#### Passage provided ####
Divided into groups targeting student engagement, family/community engagement and academic achievement, the task forces delved into lengthy discussions to help develop a five-year blueprint for Hannibal schools.

Superintendent Donna Fountain said the open discussions and information-sharing sessions have been essential in helping create a solid foundation for the district’s future.

“Both the core team and task forces have made tremendous progress toward developing the five-year plan,” Fountain said. “We are up to date with the original timeline and meeting the goals we have set for each meeting.”

Thursday’s meeting was another step forward in the process, as the roughly two dozen task force members reviewed potential core beliefs for the district.

They zeroed in on areas such as practicing respect, creating a passion for learning, prioritizing students, setting high expectations, communicating effectively, being open to change and encouraging student-driven learning.
####
▶ Directions
- a) From the Hannibal schools planning text, print the words between "Superintendent Donna Fountain" and "the district’s future.", inclusive.
- b) In the text on Hannibal schools' five-year plan, roughly how many task force members reviewed potential core beliefs at Thursday's meeting?
- c) Write the next part of the article on the Hannibal schools five-year plan, picking up after its final sentence.
#### Extracted records ####
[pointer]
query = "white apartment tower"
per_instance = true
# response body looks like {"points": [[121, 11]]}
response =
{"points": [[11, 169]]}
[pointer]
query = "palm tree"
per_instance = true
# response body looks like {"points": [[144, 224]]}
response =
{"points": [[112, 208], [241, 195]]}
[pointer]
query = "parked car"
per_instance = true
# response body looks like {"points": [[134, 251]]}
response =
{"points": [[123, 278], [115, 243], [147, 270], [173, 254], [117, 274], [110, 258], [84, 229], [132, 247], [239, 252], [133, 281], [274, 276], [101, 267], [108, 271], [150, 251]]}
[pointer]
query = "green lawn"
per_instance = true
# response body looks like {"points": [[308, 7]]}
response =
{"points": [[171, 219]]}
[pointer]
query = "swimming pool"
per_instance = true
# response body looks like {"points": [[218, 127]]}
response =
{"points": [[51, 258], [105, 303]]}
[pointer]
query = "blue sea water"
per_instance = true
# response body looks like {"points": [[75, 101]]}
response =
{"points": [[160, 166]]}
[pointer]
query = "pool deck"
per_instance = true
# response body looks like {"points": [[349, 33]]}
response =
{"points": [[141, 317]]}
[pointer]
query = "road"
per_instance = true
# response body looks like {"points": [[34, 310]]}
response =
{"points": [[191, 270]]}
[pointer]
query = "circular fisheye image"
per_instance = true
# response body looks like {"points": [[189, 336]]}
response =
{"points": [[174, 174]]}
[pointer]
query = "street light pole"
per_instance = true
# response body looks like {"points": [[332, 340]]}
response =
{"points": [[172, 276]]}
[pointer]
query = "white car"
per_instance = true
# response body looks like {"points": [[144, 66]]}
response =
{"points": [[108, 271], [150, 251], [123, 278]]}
####
▶ Answers to the exercises
- a)
Superintendent Donna Fountain said the open discussions and information-sharing sessions have been essential in helping create a solid foundation for the district’s future.

- b) Roughly two dozen.

- c)
Although the core beliefs are still a work in progress, the accomplishments made so far have been impressive, said Penny Ciaburri, chief executive officer of PLC Associates Inc. (the consulting firm contracted to aid the district in developing its strategic plan).

The ideas, goals and concerns shared during the meetings will go a long way in making the Hannibal school system a “destination district” for those seeking a premiere learning environment, she said.

“This group has a very high level of commitment … some of best efforts I have seen and very responsive in doing everything according to protocol,” Ciaburri said. “You guys get it.”

That kind of devotion is critical for the development of a comprehensive plan, Fountain said.

“Community members provide an understanding of how the district is perceived as well as increasing community awareness of our goals and our plans to achieve our goals,” the superintendent said.

“In addition, these individuals help us to understand the needs of the community both in the present and future. We are very cognizant that these individuals lead very busy lives. To devote this much time and energy to the future of our district speaks highly of their commitment to the education of our students as well as the Hannibal community as a whole.”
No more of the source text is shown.